▶ _WORK INSTRUCTIONS_
Go over the data and work out how many lines include the word "blue". Give that number only.

▶ _ENTRIES PROVIDED_

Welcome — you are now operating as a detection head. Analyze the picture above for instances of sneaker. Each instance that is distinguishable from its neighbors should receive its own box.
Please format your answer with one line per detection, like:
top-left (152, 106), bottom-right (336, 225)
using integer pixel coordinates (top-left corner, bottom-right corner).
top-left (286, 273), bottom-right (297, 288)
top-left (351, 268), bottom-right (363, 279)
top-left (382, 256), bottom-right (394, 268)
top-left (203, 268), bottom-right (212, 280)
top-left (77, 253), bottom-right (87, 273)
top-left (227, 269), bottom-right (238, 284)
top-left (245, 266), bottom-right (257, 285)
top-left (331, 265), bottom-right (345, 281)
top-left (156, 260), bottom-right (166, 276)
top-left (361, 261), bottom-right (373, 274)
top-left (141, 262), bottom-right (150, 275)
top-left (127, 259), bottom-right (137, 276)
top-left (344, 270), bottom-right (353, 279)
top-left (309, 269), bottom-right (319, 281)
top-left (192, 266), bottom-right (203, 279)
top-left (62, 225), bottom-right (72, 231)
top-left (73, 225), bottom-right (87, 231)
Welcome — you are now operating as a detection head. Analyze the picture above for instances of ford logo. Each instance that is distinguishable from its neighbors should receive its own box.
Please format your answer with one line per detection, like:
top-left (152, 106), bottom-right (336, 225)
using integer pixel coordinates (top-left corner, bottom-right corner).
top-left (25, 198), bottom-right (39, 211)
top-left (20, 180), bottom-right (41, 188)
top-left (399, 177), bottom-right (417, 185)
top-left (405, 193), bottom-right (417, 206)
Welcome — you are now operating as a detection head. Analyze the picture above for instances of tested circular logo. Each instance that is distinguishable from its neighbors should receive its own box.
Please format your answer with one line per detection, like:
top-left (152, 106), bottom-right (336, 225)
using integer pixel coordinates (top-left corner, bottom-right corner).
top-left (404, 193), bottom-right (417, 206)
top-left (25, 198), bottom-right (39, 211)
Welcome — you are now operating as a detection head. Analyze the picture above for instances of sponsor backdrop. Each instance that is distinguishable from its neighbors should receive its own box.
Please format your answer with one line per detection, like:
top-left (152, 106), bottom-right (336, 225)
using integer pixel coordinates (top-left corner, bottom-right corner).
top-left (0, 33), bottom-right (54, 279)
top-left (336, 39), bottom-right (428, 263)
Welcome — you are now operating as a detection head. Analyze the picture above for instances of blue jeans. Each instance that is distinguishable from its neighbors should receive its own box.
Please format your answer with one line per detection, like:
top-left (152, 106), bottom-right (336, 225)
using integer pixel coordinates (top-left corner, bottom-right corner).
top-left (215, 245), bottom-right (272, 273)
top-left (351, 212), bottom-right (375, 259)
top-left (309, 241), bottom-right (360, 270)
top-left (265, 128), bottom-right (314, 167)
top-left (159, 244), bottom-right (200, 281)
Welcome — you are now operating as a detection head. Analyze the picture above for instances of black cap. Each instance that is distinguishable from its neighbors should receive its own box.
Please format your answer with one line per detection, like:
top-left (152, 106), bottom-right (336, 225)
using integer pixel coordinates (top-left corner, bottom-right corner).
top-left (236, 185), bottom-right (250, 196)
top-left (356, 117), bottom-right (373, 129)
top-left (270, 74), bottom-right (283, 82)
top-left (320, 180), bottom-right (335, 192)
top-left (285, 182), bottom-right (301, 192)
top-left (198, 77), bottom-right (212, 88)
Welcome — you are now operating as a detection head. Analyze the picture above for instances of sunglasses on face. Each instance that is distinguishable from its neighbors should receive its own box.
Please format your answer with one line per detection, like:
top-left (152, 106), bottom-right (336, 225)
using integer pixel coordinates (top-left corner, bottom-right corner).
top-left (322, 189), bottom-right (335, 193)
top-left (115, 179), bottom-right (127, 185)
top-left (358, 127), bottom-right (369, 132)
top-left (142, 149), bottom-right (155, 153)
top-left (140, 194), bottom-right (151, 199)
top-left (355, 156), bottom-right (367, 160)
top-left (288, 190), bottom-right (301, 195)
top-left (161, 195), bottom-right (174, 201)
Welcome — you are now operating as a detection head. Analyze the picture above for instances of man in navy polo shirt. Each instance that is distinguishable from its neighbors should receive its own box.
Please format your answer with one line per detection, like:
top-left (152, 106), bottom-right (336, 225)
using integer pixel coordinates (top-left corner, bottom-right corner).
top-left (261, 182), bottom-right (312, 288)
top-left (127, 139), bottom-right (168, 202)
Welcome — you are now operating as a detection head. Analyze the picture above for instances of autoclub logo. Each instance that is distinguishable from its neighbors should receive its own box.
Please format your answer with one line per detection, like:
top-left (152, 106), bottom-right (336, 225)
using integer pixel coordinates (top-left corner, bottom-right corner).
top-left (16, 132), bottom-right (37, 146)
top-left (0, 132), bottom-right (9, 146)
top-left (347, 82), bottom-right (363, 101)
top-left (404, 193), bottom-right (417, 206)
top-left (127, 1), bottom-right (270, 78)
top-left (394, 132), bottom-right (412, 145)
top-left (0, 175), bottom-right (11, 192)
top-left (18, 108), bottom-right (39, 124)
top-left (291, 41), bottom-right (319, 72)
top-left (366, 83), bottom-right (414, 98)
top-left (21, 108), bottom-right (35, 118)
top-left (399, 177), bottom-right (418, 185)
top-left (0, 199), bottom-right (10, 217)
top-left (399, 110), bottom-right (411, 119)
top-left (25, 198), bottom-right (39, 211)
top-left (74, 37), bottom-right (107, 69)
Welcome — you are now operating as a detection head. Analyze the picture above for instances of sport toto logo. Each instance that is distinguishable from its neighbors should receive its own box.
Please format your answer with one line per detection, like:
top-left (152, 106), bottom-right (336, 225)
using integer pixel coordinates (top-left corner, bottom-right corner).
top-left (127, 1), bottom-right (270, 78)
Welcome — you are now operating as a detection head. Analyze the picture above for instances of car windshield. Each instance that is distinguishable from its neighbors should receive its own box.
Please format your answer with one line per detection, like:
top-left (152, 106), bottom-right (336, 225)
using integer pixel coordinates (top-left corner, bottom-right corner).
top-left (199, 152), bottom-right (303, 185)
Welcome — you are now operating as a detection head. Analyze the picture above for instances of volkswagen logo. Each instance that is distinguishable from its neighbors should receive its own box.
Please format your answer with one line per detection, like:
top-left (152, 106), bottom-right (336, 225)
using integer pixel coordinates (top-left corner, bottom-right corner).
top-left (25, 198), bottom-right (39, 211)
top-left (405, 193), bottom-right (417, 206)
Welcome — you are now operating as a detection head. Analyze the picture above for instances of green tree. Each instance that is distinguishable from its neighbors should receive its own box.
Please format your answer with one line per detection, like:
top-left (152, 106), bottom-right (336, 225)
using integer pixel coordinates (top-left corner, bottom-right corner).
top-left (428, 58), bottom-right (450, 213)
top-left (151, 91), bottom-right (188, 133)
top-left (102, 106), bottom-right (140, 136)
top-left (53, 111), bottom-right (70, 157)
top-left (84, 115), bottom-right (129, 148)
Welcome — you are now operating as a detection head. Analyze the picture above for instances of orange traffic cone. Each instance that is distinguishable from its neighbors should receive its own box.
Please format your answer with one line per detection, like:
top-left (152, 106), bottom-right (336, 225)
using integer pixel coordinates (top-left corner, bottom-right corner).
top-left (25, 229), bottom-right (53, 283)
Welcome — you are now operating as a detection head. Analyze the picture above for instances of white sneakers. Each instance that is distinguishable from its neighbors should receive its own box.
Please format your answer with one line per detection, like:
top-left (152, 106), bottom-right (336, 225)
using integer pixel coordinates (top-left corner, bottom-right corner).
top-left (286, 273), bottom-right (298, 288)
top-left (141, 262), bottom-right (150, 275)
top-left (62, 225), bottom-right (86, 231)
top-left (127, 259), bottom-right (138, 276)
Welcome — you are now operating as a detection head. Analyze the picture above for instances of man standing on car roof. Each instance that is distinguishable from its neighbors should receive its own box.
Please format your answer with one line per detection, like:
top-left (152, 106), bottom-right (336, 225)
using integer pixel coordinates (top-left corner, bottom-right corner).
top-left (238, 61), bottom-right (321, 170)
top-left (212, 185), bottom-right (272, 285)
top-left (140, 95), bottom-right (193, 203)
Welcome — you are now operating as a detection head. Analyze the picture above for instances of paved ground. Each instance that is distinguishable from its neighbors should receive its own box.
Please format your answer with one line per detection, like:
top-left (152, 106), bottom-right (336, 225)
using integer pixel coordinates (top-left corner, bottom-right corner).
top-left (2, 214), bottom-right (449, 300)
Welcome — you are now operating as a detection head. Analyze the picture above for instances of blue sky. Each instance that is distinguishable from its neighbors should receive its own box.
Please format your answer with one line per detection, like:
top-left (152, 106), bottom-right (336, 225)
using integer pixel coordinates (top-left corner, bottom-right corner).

▶ _RESPONSE AREA_
2